**Task requirements**
Output all entries exactly; images excluded.

--- Material provided ---

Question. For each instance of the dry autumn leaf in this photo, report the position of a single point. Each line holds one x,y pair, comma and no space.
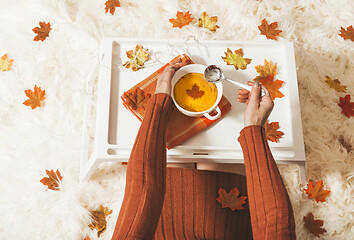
335,84
137,58
314,226
42,31
272,133
316,191
347,106
53,181
99,219
137,99
195,93
269,30
181,20
208,23
5,63
236,59
111,6
266,70
347,34
272,86
35,97
231,199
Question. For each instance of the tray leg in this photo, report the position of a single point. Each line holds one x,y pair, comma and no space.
302,172
88,169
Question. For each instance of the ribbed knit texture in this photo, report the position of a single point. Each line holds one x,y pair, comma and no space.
271,211
146,174
189,209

---

**Task result**
Question. For each instance of the dry autumn leaf in this photo, report the position of a single point. Each line holds one x,y pair, comma and no space.
335,84
137,58
314,226
42,31
272,133
316,191
347,106
53,181
99,219
137,99
195,93
269,30
181,20
208,23
5,63
236,59
111,6
266,70
347,34
272,86
35,97
231,199
Question. For each instance of the tray leg in this photo, report the position of a single point. Each line holds one x,y pair, comma and no space.
302,172
88,169
Question. For each instance of the ribbed knit texture in this photo, report the position of a single point. Each line holds one x,y pair, comma and no space.
271,211
146,174
189,209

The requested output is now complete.